§ **To do**
Where a line of the entries holds the string "rail", copy that line.
★ ★ ★
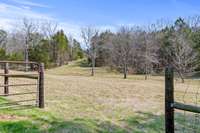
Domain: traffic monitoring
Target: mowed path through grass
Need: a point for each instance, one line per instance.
(75, 102)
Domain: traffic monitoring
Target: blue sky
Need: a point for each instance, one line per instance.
(73, 14)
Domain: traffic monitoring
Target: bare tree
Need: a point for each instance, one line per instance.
(3, 39)
(150, 49)
(49, 28)
(28, 28)
(90, 35)
(184, 57)
(122, 49)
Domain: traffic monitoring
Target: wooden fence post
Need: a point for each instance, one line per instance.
(6, 80)
(41, 85)
(169, 100)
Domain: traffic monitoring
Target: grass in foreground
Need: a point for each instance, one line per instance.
(78, 103)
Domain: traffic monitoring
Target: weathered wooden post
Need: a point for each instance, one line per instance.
(169, 100)
(6, 80)
(41, 85)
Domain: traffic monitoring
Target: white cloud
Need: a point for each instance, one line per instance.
(29, 3)
(11, 15)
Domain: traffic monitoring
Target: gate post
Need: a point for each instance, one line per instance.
(41, 85)
(169, 100)
(6, 81)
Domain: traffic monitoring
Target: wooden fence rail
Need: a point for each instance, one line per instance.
(170, 104)
(39, 76)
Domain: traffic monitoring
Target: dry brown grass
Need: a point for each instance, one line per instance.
(71, 93)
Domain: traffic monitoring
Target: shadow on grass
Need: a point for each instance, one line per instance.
(42, 122)
(39, 121)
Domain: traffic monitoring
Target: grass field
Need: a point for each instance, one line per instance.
(75, 102)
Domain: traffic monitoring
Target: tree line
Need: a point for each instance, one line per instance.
(40, 41)
(131, 49)
(146, 50)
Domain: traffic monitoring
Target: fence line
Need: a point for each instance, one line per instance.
(171, 104)
(39, 77)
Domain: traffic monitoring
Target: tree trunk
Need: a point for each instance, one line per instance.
(93, 66)
(125, 71)
(146, 73)
(26, 56)
(182, 78)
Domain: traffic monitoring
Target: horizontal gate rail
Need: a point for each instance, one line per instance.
(31, 76)
(19, 62)
(16, 94)
(39, 76)
(185, 107)
(18, 85)
(14, 106)
(16, 102)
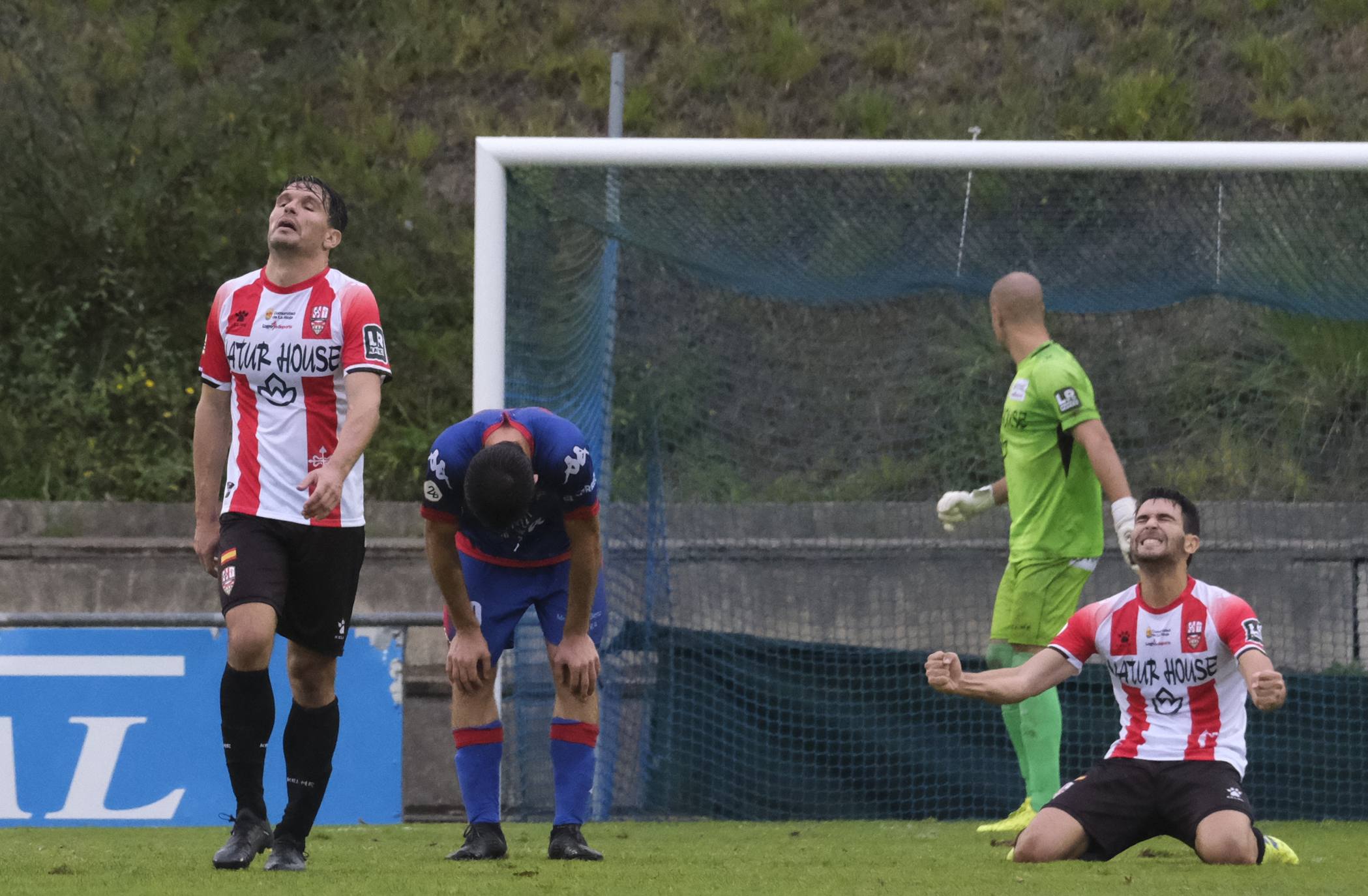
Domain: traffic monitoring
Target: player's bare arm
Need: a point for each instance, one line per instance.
(998, 686)
(1266, 684)
(1106, 463)
(468, 655)
(575, 659)
(213, 436)
(325, 483)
★ ★ ★
§ **Written reply**
Target: wooden fence rail
Target: horizontal gate rail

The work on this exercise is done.